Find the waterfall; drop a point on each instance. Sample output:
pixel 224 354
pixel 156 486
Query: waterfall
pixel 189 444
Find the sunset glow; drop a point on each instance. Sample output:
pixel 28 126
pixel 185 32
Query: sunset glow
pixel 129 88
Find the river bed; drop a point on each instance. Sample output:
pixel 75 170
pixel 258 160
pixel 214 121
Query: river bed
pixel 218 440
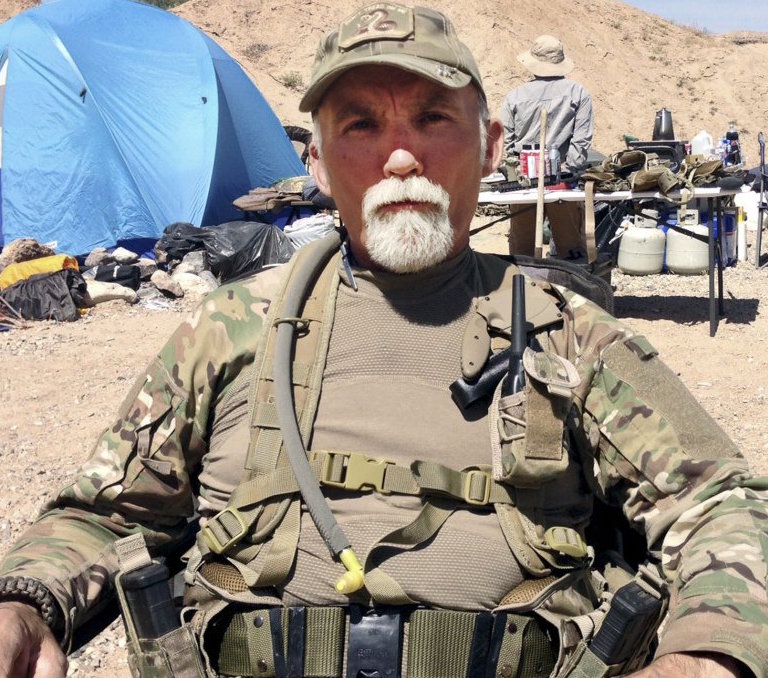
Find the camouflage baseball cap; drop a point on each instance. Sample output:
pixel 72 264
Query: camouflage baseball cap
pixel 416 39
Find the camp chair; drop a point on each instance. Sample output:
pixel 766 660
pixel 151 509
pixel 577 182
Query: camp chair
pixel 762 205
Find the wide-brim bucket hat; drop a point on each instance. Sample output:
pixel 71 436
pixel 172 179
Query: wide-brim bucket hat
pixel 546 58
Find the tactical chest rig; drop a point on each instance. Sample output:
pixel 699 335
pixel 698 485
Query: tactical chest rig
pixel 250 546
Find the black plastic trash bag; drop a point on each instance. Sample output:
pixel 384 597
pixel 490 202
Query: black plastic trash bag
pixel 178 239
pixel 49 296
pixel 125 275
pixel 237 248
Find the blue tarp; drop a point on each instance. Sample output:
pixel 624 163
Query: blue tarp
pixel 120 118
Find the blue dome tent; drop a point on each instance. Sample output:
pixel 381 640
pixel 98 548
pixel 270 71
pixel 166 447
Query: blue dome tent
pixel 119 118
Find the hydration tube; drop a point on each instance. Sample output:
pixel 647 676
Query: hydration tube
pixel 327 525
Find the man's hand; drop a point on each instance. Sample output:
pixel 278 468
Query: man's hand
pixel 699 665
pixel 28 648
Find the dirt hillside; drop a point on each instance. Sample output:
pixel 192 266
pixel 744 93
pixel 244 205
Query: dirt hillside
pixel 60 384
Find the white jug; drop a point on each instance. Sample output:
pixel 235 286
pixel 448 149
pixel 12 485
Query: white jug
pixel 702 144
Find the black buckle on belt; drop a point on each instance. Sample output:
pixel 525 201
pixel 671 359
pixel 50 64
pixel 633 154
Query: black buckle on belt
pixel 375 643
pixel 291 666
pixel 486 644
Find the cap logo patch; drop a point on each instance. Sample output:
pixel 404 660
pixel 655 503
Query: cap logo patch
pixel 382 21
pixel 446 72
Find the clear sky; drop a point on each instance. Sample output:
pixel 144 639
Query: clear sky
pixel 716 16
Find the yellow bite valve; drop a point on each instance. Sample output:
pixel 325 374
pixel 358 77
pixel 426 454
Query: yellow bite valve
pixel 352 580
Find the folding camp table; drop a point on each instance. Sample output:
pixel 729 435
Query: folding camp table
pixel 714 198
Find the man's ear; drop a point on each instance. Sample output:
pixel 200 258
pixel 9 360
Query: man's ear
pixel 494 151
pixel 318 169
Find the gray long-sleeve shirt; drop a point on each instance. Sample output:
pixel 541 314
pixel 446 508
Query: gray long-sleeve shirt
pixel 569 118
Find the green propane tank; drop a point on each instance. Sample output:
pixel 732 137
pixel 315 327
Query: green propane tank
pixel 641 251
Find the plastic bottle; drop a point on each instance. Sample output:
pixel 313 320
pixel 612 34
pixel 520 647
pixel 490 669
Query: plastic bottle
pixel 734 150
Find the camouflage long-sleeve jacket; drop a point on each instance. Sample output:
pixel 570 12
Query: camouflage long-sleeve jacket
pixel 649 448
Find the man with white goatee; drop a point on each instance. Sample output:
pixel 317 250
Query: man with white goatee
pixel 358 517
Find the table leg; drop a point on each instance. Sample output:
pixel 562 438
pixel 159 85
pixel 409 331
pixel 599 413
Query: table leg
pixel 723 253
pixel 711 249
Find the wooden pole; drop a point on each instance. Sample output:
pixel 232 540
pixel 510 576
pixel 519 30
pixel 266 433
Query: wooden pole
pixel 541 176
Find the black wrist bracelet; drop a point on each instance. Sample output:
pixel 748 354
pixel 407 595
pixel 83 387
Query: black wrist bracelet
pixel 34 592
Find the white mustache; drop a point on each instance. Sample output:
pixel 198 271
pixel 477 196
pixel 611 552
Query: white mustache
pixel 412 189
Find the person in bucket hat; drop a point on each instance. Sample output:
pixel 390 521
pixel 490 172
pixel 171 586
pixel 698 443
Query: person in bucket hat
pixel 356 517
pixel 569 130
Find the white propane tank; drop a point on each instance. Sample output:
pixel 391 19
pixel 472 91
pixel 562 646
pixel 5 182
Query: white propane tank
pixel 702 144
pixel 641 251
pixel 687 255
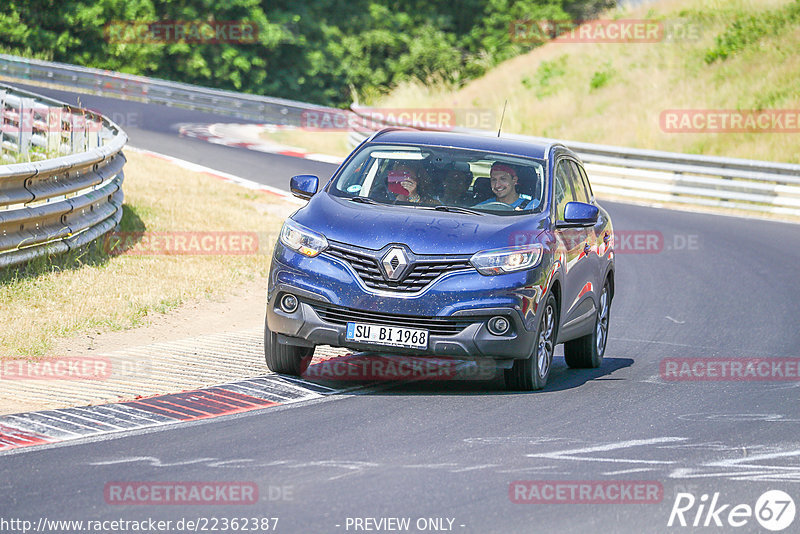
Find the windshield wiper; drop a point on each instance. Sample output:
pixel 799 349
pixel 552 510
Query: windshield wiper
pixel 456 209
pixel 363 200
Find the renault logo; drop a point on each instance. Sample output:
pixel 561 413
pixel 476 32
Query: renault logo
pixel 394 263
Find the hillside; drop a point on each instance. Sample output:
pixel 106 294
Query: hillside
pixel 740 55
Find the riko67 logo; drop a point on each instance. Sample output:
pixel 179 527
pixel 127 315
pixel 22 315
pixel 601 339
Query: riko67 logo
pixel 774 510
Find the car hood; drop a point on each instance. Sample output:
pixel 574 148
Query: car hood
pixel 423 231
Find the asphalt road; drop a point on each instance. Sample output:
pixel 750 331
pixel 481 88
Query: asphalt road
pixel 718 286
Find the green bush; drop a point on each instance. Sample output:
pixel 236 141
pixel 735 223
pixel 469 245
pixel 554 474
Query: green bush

----------------------------------------

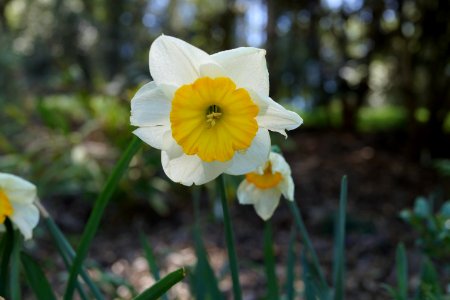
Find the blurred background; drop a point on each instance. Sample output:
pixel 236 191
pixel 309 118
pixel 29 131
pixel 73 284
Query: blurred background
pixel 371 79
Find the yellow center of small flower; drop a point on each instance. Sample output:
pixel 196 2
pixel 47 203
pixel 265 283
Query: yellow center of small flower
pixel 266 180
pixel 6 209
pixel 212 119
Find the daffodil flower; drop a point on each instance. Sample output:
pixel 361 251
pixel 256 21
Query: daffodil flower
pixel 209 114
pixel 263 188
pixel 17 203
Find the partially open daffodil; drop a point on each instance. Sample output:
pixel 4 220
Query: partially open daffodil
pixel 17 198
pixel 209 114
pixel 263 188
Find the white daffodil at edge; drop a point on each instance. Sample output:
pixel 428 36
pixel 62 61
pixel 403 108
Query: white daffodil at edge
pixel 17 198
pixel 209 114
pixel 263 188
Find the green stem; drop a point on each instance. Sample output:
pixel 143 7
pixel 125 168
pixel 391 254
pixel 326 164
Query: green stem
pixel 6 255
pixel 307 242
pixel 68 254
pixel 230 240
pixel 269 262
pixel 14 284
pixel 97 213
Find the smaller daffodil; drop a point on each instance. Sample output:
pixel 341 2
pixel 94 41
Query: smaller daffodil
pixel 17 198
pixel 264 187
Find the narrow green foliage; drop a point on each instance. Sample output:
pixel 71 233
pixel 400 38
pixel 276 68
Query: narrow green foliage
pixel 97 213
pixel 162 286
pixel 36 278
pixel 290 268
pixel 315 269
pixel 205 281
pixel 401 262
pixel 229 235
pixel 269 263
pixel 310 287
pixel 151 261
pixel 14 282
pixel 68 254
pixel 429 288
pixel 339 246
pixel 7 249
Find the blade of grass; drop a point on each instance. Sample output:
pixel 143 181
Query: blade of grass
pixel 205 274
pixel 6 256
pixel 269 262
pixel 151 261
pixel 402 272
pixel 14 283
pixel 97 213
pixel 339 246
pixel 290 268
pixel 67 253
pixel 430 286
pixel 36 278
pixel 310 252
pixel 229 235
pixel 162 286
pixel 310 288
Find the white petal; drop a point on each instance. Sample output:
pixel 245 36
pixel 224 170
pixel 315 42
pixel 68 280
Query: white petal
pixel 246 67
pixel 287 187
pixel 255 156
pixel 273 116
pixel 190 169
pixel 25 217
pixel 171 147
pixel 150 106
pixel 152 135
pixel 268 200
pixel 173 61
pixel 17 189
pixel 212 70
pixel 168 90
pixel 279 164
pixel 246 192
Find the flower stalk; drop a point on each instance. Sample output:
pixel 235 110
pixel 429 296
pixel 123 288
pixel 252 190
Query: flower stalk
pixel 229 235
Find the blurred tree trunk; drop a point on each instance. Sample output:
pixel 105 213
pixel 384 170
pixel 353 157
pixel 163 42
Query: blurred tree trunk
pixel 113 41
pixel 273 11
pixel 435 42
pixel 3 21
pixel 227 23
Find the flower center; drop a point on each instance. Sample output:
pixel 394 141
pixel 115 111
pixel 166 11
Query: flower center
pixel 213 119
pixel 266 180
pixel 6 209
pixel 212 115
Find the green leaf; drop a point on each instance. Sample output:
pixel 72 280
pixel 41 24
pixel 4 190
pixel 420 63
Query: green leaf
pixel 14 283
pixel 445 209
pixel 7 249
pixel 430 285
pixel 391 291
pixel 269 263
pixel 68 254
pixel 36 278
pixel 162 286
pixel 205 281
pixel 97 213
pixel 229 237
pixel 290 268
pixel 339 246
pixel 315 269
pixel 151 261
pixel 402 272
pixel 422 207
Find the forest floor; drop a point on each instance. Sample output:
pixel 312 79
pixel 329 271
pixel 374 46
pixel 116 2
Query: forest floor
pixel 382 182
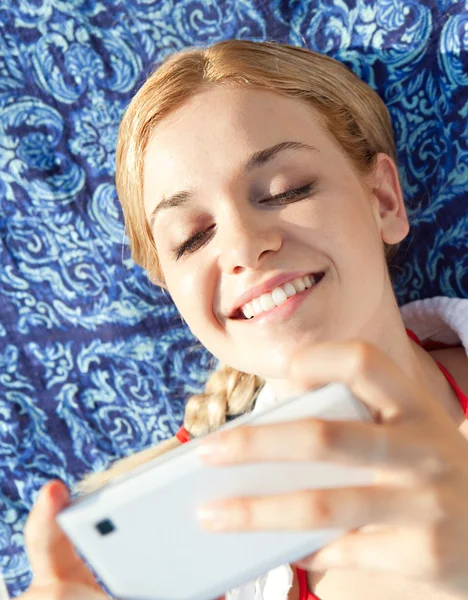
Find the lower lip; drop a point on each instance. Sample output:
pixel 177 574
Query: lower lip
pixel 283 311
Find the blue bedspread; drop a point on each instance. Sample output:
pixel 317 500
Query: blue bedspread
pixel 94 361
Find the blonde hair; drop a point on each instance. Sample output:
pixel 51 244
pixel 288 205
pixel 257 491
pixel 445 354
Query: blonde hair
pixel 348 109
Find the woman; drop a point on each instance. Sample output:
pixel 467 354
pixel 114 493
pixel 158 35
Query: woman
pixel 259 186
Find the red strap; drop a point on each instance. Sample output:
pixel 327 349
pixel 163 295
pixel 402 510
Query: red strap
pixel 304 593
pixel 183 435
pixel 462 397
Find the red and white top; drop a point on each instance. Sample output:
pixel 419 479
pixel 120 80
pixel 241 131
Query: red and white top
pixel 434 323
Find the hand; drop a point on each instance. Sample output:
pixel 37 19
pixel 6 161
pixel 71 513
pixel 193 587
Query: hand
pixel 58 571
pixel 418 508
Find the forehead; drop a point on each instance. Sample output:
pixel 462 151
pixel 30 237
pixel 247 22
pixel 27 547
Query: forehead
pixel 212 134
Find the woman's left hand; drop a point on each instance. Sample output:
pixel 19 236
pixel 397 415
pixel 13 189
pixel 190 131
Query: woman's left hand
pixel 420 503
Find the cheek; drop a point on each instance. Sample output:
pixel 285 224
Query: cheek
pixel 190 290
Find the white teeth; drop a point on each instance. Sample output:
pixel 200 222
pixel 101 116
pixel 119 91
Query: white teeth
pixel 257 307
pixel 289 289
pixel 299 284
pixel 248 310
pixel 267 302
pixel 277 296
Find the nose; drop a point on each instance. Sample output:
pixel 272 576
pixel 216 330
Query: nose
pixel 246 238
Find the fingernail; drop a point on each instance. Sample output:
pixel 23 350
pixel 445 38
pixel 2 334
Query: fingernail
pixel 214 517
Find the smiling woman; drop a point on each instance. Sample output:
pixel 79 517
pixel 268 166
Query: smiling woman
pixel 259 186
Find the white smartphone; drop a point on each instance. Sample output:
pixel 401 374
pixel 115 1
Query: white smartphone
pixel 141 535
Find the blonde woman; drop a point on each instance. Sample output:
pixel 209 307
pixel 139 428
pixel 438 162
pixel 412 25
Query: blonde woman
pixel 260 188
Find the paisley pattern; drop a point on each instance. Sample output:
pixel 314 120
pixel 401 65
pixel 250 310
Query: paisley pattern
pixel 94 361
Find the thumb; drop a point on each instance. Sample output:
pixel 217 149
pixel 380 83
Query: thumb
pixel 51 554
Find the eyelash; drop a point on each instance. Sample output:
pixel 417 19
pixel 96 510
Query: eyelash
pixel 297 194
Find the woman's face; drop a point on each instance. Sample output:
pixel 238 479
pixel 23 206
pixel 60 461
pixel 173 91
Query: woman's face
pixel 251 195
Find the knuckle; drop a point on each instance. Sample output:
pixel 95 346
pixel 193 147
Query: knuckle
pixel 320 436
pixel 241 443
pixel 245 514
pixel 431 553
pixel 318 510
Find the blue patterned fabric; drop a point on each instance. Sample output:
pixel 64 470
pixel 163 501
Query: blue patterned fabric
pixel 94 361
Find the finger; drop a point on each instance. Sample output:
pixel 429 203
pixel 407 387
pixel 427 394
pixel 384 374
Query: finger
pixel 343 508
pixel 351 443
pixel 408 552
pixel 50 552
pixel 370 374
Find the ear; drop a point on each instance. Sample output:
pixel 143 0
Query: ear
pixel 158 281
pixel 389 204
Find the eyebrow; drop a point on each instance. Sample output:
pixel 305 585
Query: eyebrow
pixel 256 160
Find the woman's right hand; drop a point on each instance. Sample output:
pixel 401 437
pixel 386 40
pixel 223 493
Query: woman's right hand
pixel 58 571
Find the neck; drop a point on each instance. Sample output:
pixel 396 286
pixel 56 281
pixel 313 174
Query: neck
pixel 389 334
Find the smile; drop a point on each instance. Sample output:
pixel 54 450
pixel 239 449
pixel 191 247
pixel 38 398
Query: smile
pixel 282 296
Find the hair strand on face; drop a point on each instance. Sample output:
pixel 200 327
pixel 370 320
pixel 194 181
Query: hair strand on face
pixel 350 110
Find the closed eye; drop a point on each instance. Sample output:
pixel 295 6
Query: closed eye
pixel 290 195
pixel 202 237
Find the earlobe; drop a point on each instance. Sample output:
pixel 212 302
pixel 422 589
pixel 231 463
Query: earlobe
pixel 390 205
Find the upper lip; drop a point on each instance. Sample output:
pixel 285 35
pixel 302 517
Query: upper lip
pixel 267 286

----------------------------------------

#### [YOUR ASSIGNMENT]
Leaving out the pictures, please output the lines in the entries above from the one with "Query: wooden pole" through the one with "pixel 476 32", exactly as they are.

#### [SOLUTION TO THIS EXERCISE]
Query: wooden pole
pixel 541 176
Find the black wrist bracelet; drop a point on each instance. Sample output:
pixel 748 354
pixel 407 595
pixel 83 387
Query: black wrist bracelet
pixel 34 592
Find the white mustache; drop a point on each instance. Sample output:
pixel 198 271
pixel 477 196
pixel 611 552
Query: white mustache
pixel 412 189
Find the person in bucket hat; drop a point on each instance. Sample output:
pixel 390 521
pixel 490 172
pixel 171 586
pixel 698 443
Query: person in bucket hat
pixel 356 517
pixel 569 130
Find the white propane tank; drop a point on each instance. Sample output:
pixel 391 19
pixel 472 91
pixel 562 646
pixel 5 182
Query: white propane tank
pixel 702 144
pixel 641 251
pixel 687 255
Find the windshield wiper; drop a point on each instance. Sample output:
pixel 799 349
pixel 552 510
Query: windshield wiper
pixel 456 209
pixel 363 200
Find the renault logo; drop a point on each instance. Sample output:
pixel 561 413
pixel 476 32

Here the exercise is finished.